> _SHORT TASK_
Rewrite the lines below as a numbered list, skipping any blank lines and leaving out the pictures.
----------------------------------------
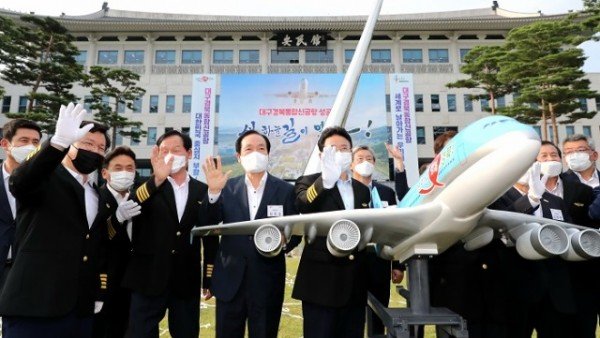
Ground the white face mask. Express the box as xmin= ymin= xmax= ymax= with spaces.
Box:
xmin=10 ymin=144 xmax=37 ymax=164
xmin=240 ymin=151 xmax=269 ymax=174
xmin=335 ymin=151 xmax=352 ymax=171
xmin=165 ymin=153 xmax=187 ymax=174
xmin=354 ymin=161 xmax=375 ymax=177
xmin=565 ymin=151 xmax=592 ymax=171
xmin=108 ymin=170 xmax=135 ymax=191
xmin=540 ymin=161 xmax=562 ymax=177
----------------------------------------
> _REPLY_
1. Ground the white face mask. Express the box as xmin= ymin= xmax= ymax= with spaces.
2. Box:
3. xmin=10 ymin=144 xmax=37 ymax=164
4. xmin=240 ymin=151 xmax=269 ymax=174
5. xmin=335 ymin=151 xmax=352 ymax=171
6. xmin=165 ymin=153 xmax=187 ymax=174
7. xmin=354 ymin=161 xmax=375 ymax=177
8. xmin=565 ymin=151 xmax=592 ymax=171
9. xmin=108 ymin=170 xmax=135 ymax=191
10. xmin=540 ymin=161 xmax=562 ymax=177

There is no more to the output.